[Records from a data source]
::::::::::
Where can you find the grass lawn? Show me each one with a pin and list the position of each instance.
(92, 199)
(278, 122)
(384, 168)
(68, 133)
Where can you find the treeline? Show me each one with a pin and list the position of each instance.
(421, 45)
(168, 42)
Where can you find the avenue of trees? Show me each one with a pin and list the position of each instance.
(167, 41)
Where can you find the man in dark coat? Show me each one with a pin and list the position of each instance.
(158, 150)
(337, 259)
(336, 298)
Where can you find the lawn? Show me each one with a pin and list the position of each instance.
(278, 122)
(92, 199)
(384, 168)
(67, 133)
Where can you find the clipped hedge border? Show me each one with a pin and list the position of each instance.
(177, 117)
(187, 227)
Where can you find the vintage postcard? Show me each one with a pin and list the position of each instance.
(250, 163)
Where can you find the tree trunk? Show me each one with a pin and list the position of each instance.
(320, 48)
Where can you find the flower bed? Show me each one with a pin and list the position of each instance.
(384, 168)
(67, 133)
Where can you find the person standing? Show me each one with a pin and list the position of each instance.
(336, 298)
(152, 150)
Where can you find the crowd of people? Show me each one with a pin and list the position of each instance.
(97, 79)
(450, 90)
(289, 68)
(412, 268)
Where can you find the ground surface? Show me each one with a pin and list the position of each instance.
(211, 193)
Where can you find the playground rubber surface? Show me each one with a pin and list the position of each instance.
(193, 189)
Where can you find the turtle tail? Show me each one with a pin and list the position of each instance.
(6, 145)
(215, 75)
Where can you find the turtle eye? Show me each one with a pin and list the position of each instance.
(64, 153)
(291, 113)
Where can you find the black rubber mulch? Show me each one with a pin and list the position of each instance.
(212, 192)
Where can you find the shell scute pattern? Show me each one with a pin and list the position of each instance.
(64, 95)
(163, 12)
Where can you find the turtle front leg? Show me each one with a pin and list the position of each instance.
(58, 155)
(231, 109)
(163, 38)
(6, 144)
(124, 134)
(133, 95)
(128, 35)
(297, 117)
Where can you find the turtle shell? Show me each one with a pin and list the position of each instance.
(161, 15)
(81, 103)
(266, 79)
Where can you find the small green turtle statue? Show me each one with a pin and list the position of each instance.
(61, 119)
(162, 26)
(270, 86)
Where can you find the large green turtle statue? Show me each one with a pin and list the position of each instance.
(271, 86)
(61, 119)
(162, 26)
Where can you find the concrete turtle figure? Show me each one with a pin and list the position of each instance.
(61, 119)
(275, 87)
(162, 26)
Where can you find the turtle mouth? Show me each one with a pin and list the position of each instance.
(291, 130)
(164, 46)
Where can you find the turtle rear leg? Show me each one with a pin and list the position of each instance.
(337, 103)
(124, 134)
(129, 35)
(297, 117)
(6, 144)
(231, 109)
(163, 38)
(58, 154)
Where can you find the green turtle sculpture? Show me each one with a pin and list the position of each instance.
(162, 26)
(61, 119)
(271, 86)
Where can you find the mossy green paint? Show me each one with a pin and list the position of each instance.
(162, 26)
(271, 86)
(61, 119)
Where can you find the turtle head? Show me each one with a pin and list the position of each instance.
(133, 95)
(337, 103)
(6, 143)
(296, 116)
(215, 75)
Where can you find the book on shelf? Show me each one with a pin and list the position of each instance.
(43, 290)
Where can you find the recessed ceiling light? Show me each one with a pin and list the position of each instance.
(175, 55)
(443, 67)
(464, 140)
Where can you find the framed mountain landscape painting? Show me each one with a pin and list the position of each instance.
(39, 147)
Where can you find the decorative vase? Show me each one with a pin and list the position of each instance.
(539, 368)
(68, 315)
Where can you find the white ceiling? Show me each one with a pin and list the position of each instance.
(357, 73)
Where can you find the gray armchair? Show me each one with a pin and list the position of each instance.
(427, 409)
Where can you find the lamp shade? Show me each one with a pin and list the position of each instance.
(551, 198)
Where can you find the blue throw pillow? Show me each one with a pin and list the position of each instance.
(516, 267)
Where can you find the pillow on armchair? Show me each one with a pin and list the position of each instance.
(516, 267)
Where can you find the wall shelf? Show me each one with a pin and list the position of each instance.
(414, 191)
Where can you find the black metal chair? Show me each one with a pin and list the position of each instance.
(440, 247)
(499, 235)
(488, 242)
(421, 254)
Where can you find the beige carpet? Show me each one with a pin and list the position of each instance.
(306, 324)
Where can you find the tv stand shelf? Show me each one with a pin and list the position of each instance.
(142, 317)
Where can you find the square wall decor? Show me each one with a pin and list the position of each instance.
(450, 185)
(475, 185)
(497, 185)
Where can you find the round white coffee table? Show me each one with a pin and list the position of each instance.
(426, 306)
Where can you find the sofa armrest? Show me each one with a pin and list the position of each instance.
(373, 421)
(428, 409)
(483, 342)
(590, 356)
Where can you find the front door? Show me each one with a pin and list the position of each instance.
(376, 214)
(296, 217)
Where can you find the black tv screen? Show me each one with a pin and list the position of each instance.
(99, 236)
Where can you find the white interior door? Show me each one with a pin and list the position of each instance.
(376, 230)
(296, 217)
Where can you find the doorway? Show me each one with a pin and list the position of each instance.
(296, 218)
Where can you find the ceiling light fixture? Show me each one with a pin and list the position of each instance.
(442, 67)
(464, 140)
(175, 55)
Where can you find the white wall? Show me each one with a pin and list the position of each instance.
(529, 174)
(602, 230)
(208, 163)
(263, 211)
::::::::::
### Directive
Repeat the data in its entirety, character for character.

### Response below
Where can you find the grass lawn? Show me each one with a pin and list the position of each instance.
(92, 199)
(278, 122)
(384, 168)
(68, 133)
Where can you find the treeline? Show me each one with a pin and list the position of each instance.
(421, 45)
(168, 42)
Where can you find the avenue of trees? Show me each one with a pin and list the position of each instance.
(167, 41)
Where can you find the man in dark coat? Show me each one with a pin and list the position of each instance.
(158, 150)
(337, 259)
(336, 298)
Where can you find the lawn? Show me each one with a pin and list the position of each instance.
(278, 122)
(92, 199)
(384, 168)
(67, 133)
Where can you find the clipped hedge border? Show me each one with a pin and list the position of each instance.
(177, 117)
(187, 227)
Where can you find the vintage postcard? Show me each one with a pin and list the position of each instance.
(250, 163)
Where can you find the tree trunk? Show me each one with a pin and list the position of each instance.
(320, 48)
Where can you find the flower bed? Show me each one with a pin and list the position of each instance.
(384, 168)
(67, 133)
Where can you find the person standing? Show me each one with a pin and list the position of each instance.
(336, 298)
(152, 150)
Where can you find the crowd of people? Show me each one with a pin and list the position of each instance.
(97, 79)
(450, 90)
(289, 68)
(412, 268)
Where can you find the ground surface? Show me each one with a pin and list the position of each instance.
(211, 193)
Where can you find the playground rubber surface? Show me each one with a pin and list the position of each instance.
(193, 189)
Where can you find the turtle tail? Show me each one with a pin and list the position of each instance.
(6, 145)
(215, 75)
Where can you find the turtle eye? Show me each one with a pin and list the position of each instance.
(64, 153)
(291, 113)
Where can you find the black rubber mulch? Show me each one with a pin and list the position of each instance.
(212, 192)
Where can you find the shell scute pattern? Show me each one with a pin and list the position of each instance.
(64, 95)
(163, 12)
Where can you find the turtle front leg? Show me each one with a pin and list the position of each instance.
(58, 155)
(231, 109)
(163, 38)
(6, 144)
(124, 134)
(133, 95)
(128, 35)
(297, 117)
Where can you find the turtle shell? Show me each one with a pin and list the position of each instance.
(161, 15)
(81, 103)
(266, 79)
Where can you find the small green turtle statue? Show me each one with a pin and list the position of each instance.
(61, 119)
(162, 26)
(270, 86)
Where can you find the large green turtle statue? Show me each one with a pin and list the position of each instance.
(271, 86)
(61, 119)
(162, 26)
Where can you find the concrete turtle figure? Show me each one with a pin and list the position of each instance.
(61, 119)
(275, 87)
(162, 26)
Where can you find the turtle mouth? Show me each one with a pin and list the position of each instance.
(291, 130)
(164, 46)
Where can you find the turtle rear leg? Show me each one with a pin and list the position of each instance.
(337, 103)
(124, 134)
(129, 35)
(297, 117)
(6, 144)
(231, 109)
(163, 38)
(58, 154)
Where can you find the green turtle sculpture? Show me each one with a pin and list the position of each instance.
(162, 26)
(61, 119)
(271, 86)
Where can you find the mossy green paint? Show me each one with a pin and list the position of each instance.
(162, 26)
(271, 86)
(61, 119)
Where can you find the turtle head? Show me each one with a pin and list the position of each instance.
(133, 95)
(337, 103)
(6, 143)
(296, 116)
(215, 75)
Where can you find the book on shelf? Show me each one with a pin and list the position of each instance.
(43, 290)
Where can you find the recessed ceiling light? Show me each one with a pin and list the position of each instance.
(175, 55)
(443, 67)
(464, 140)
Where can you find the framed mountain landscape painting? Show me each one with a pin and list the position of each instance.
(39, 147)
Where can you find the decorative vase? Show me each one with a pin and list the position of each instance.
(539, 368)
(68, 315)
Where can you find the white ceiling? Show me each one with a pin and list the position of each instance.
(357, 73)
Where can you find the gray armchair? Show me each one with a pin and list the position of each instance.
(427, 409)
Where can you find the lamp shade? Show me each one with a pin and list the position of each instance.
(551, 198)
Where can you find the blue throw pillow? Show me each one with a pin and list the position of each instance.
(516, 267)
Where can you find the pillow on armchair? Show me each one with a pin and list the position of each instance.
(516, 267)
Where can you find the wall shelf? Show me each one with a pin and list the position of each instance.
(414, 191)
Where can you find the black metal chair? Show me each one with a pin and list the position of each instance.
(440, 247)
(499, 235)
(488, 242)
(421, 254)
Where can you find the beige carpet? Show me each one with a pin and list the position of each instance.
(306, 324)
Where can you find the tv stand shelf? Show me each one with a pin and list the position of each instance.
(142, 317)
Where can you find the square wall decor? Show me each one with a pin and list the position of each instance.
(450, 185)
(475, 185)
(497, 185)
Where can you find the round white coffee table? Show me each one with a pin and list the position of each instance.
(426, 306)
Where can you find the sofa armrest? Show me each one with a pin and list the position of each instance.
(373, 421)
(428, 409)
(483, 342)
(590, 356)
Where can you find the front door? Show me each one with a pin and list the position of each instance.
(376, 214)
(296, 217)
Where can you find the black tv screen? Show me each one with a pin and list the position of each instance.
(99, 236)
Where can you find the white interior door? Show me each one with a pin and list the position of each instance.
(376, 230)
(296, 217)
Where can you find the doorway? Show me each one with a pin and list the position of each instance.
(296, 218)
Where can you find the ceiling light fixture? Show me each one with a pin and list the position of each instance.
(442, 67)
(464, 140)
(175, 55)
Where can you find the white wall? Show me each one with a pin and list the position of each instance.
(529, 174)
(602, 230)
(208, 163)
(263, 211)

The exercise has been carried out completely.